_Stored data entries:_

* BEGIN *

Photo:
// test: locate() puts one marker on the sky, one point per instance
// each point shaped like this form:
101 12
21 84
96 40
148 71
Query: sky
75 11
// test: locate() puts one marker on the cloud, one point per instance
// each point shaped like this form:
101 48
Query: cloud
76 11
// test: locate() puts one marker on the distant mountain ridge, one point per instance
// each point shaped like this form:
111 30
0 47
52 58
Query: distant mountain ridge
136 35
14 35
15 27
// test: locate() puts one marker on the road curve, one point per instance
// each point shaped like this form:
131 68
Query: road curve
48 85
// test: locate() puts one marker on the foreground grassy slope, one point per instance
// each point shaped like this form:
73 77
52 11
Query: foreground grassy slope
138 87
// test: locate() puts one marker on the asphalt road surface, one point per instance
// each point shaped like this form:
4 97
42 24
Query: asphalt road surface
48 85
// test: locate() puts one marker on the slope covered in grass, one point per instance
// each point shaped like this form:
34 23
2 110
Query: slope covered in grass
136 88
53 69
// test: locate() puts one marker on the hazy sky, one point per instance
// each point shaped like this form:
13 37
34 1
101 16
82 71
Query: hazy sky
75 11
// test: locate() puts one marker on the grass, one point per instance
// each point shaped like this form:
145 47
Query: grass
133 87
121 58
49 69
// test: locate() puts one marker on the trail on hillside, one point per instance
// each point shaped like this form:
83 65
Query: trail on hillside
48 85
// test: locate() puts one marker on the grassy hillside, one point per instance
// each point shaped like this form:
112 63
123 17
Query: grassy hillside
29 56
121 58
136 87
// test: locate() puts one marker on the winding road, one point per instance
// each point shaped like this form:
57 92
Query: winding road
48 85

* END *
* BEGIN *

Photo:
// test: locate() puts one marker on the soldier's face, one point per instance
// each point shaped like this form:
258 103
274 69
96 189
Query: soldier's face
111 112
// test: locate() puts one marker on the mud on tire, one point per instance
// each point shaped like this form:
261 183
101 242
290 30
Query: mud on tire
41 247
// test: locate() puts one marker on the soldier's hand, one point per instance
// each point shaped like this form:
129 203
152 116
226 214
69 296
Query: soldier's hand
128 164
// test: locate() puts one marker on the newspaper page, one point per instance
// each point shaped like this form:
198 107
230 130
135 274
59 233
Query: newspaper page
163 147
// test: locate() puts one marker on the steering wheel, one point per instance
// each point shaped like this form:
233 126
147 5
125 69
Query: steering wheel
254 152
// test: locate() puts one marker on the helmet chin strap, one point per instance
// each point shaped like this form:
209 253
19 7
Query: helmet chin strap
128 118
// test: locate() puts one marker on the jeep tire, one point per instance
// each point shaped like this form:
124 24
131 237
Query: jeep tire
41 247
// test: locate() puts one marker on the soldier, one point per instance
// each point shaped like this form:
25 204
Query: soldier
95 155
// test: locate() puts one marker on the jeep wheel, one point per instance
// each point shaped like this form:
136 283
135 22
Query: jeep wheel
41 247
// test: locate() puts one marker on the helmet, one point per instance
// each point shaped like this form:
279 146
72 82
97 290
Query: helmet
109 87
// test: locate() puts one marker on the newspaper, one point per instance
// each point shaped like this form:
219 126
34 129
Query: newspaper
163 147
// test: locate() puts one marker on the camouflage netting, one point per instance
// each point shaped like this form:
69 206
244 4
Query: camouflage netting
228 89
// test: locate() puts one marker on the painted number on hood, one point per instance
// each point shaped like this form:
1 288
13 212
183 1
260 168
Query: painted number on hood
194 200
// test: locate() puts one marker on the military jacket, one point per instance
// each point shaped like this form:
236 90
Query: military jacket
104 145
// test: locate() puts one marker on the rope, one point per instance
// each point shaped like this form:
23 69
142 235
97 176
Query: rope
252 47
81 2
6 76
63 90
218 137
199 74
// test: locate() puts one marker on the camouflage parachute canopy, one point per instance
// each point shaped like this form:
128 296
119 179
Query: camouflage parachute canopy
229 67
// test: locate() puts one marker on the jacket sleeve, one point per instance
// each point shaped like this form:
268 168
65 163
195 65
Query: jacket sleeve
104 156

* END *

_WHAT TO PRODUCE:_
Pull out each line of the material that contains the string "surface" and copy it.

_OUTPUT OF THE TASK:_
// test: locate() puts one marker on the asphalt road surface, one point per instance
Query: asphalt road surface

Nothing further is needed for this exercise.